Exercise brief: When you respond, restate each record exactly as it is given.

****

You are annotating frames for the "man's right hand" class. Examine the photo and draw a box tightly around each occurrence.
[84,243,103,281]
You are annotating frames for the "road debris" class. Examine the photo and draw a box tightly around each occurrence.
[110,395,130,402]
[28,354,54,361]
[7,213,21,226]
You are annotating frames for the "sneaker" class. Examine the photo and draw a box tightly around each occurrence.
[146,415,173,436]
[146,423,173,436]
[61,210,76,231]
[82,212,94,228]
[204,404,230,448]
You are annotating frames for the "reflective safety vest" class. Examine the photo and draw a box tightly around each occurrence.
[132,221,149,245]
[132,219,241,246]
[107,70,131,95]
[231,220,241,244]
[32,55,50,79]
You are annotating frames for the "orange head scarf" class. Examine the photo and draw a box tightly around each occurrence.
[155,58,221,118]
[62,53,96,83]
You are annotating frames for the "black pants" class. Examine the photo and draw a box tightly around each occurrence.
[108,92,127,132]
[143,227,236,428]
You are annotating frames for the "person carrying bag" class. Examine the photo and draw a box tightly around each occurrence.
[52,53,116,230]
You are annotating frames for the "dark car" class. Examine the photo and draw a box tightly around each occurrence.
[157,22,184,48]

****

Output of the task:
You are annotating frames for the "man's right hand" class. Examine the photo and draw a box tightly around each occurrence.
[84,243,103,281]
You are annotating frames for the "road debris" class. Examine the photo and draw a box tightly around each occurrence.
[110,395,130,402]
[28,354,54,361]
[7,213,21,226]
You are annotating frames for the "sneaker" class. Examine the photo and draw a box tightly around each occurrence.
[146,415,173,436]
[146,423,173,436]
[61,210,76,231]
[82,212,94,228]
[204,404,230,448]
You are annotating frames for the "reflective safety vest" class. Examine the photo and draw a box tightly around each occurrence.
[132,221,149,245]
[132,219,241,246]
[107,70,131,95]
[231,220,241,244]
[32,55,50,79]
You are annotating frames for the "orange head scarf" class. Examine the photo and draw a box tightly around each occurrence.
[155,58,221,118]
[62,53,96,83]
You are annotating frames for the "black pants" class. Examine the photo and draw a box tightly around each occurrence.
[108,92,127,132]
[143,227,236,428]
You are annotating frames for the "person carrying bag" class. Examine the photo and draw a box tightly around each occurrence.
[52,53,116,230]
You are annotating frames for the "dark car" class. Examine the photo and draw a box tightly around each occurrence.
[157,22,184,48]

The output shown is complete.